Exercise. State how many lines of the data below contain the word "neighboring". Give only the number.

Supplied material.
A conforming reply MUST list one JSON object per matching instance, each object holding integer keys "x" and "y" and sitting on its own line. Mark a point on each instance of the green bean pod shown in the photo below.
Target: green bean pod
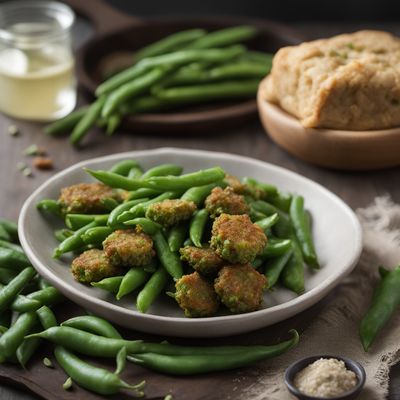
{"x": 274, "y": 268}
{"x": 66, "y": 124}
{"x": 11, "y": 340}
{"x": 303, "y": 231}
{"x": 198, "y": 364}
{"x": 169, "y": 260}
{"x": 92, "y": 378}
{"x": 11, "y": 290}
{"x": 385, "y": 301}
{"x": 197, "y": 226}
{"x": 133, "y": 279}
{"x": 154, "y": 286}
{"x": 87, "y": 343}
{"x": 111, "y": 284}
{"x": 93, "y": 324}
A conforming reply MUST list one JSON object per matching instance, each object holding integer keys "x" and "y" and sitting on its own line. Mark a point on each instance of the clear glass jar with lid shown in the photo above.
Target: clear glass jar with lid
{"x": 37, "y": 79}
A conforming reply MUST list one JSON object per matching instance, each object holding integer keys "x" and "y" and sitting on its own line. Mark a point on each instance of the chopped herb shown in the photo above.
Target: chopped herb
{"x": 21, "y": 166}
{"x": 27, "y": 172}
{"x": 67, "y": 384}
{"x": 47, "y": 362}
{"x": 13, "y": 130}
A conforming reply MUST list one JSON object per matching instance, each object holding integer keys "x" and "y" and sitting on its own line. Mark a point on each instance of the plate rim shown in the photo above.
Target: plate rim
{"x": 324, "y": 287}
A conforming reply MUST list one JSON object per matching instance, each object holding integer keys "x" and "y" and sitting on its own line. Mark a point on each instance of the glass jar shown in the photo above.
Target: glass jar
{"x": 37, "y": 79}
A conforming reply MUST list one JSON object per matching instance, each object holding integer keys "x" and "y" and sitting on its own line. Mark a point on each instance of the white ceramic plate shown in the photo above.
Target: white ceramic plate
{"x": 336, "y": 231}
==
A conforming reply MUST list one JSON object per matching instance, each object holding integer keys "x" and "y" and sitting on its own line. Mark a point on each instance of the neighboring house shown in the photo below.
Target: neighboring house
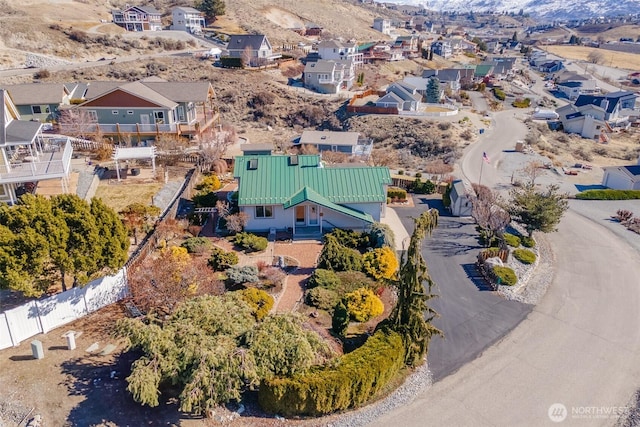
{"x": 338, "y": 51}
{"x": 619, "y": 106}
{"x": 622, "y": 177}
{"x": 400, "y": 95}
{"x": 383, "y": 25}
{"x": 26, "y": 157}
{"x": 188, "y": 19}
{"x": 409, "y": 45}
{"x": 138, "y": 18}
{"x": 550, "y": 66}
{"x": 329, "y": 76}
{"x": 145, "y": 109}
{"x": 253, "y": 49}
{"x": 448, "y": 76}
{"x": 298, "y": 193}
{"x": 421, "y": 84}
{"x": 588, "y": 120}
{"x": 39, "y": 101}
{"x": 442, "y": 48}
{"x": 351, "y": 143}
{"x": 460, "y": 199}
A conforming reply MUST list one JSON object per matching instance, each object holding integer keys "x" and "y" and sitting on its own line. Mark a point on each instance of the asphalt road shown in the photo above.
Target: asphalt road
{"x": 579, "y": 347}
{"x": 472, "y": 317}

Output of the task. 2